>>>>>

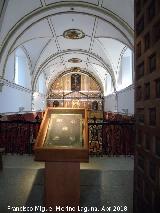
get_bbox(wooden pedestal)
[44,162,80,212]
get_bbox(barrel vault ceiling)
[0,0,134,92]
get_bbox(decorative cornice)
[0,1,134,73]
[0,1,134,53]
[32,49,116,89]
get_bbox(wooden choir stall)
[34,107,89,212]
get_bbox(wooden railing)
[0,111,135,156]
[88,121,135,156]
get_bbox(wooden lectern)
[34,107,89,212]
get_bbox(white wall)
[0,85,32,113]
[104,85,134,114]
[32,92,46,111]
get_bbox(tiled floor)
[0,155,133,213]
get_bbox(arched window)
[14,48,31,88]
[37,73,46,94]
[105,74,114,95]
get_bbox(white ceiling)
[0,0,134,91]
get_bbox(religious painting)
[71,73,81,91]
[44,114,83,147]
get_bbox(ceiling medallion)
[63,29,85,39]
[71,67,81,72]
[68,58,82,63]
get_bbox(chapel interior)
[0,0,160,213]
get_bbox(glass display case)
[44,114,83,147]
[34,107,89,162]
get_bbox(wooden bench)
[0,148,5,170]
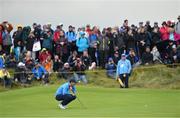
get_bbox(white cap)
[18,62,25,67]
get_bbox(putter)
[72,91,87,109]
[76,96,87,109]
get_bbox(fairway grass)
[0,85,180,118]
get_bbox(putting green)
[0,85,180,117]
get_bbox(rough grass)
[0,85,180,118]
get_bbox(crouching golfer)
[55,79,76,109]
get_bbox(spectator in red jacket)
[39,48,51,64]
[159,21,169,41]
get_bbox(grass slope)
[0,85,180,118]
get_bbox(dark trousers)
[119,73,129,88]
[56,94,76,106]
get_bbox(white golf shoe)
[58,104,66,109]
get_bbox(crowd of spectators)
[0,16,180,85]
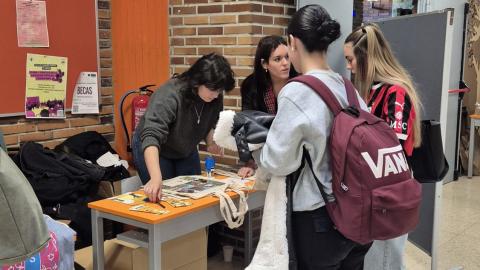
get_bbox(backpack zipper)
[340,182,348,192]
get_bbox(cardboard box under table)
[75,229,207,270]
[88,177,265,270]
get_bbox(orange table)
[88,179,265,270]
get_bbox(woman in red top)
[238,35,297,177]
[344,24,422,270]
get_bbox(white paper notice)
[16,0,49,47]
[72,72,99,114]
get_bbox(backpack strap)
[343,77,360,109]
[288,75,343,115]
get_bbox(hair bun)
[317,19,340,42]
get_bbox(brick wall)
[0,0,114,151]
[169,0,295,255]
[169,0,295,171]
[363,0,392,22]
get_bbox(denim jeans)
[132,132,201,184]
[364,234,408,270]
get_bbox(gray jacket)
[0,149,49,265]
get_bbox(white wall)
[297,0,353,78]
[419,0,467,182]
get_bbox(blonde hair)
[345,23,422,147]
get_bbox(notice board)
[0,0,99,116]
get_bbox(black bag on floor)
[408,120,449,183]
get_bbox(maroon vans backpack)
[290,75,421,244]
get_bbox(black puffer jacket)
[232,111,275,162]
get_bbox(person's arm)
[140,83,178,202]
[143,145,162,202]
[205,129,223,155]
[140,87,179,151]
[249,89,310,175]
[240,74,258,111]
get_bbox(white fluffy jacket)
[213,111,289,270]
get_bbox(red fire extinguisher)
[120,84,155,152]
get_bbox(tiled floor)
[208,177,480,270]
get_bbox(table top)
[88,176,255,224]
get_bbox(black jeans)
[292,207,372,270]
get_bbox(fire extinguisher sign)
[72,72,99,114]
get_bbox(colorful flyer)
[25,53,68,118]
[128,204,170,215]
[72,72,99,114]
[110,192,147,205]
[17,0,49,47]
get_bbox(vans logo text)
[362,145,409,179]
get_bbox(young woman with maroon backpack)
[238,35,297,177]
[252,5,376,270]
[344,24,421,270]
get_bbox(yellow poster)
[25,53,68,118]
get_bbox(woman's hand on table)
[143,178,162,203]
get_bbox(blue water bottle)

<<<<<

> Given exercise: Please rewrite the records above, changing every "wooden" to "timber" and leaving all else as it is. Omit the pictures from your answer.

> The output:
get_bbox(timber pedestal)
[44,162,80,212]
get_bbox(barrel vault ceiling)
[0,0,134,92]
get_bbox(decorative cornice)
[0,1,134,73]
[0,1,134,53]
[32,49,116,89]
get_bbox(timber choir stall)
[34,107,89,212]
get_bbox(timber railing)
[0,111,135,156]
[88,121,135,156]
get_bbox(timber lectern)
[34,107,89,212]
get_bbox(white wall)
[0,85,32,113]
[104,85,134,114]
[32,92,46,111]
get_bbox(tiled floor)
[0,155,133,213]
get_bbox(arched window)
[14,48,31,88]
[37,73,46,94]
[105,74,114,95]
get_bbox(white ceiling)
[0,0,134,91]
get_bbox(religious painting)
[71,73,81,91]
[44,114,83,147]
get_bbox(ceiling medallion)
[63,29,85,39]
[71,67,81,72]
[68,58,82,63]
get_bbox(chapel interior)
[0,0,160,213]
get_bbox(glass display case)
[44,114,83,147]
[34,107,89,162]
get_bbox(timber bench)
[0,148,5,170]
get_bbox(white cap)
[18,62,25,67]
get_bbox(putter)
[72,91,87,109]
[76,96,87,109]
get_bbox(fairway grass)
[0,85,180,118]
get_bbox(putting green)
[0,85,180,117]
get_bbox(rough grass)
[0,85,180,118]
get_bbox(crouching golfer)
[55,79,76,109]
get_bbox(spectator in red jacket)
[39,48,51,64]
[159,21,169,41]
get_bbox(grass slope)
[0,85,180,118]
get_bbox(dark trousers)
[119,73,129,88]
[56,94,76,106]
get_bbox(white golf shoe)
[58,104,66,109]
get_bbox(crowd of spectators)
[0,16,180,85]
get_bbox(backpack zipper)
[340,182,348,192]
get_bbox(cardboard box under table)
[75,229,207,270]
[88,177,265,270]
get_bbox(orange table)
[88,179,265,270]
get_bbox(woman in red top)
[238,35,297,177]
[344,24,422,270]
get_bbox(white paper notice)
[16,0,49,47]
[72,72,99,114]
get_bbox(backpack strap)
[343,77,360,109]
[288,75,343,115]
get_bbox(hair bun)
[317,19,340,42]
get_bbox(brick wall)
[0,0,114,151]
[169,0,295,255]
[169,0,295,171]
[363,0,392,22]
get_bbox(denim jeans)
[132,132,201,184]
[364,234,408,270]
get_bbox(gray jacket)
[0,149,49,265]
get_bbox(white wall)
[297,0,353,78]
[419,0,467,182]
get_bbox(blonde hair)
[345,23,422,147]
get_bbox(notice board)
[0,0,99,116]
get_bbox(black bag on floor)
[408,120,449,183]
get_bbox(maroon vans backpack)
[290,75,421,244]
get_bbox(black puffer jacket)
[232,111,275,162]
get_bbox(person's arm)
[140,83,178,202]
[143,145,162,202]
[205,129,223,155]
[140,87,179,151]
[249,89,310,175]
[240,74,258,111]
get_bbox(white fluffy jacket)
[213,111,289,270]
get_bbox(red fire extinguisher)
[120,84,155,152]
get_bbox(tiled floor)
[208,177,480,270]
get_bbox(table top)
[88,176,255,224]
get_bbox(black jeans)
[292,207,372,270]
get_bbox(fire extinguisher sign)
[72,72,99,114]
get_bbox(colorful flyer)
[25,53,68,118]
[128,204,170,215]
[72,72,99,114]
[110,192,147,205]
[17,0,49,47]
get_bbox(vans logo text)
[362,145,409,179]
get_bbox(young woman with maroon backpack)
[238,35,297,177]
[252,5,376,270]
[344,24,421,270]
get_bbox(yellow poster)
[25,53,68,118]
get_bbox(woman's hand on table)
[143,178,162,203]
get_bbox(blue water bottle)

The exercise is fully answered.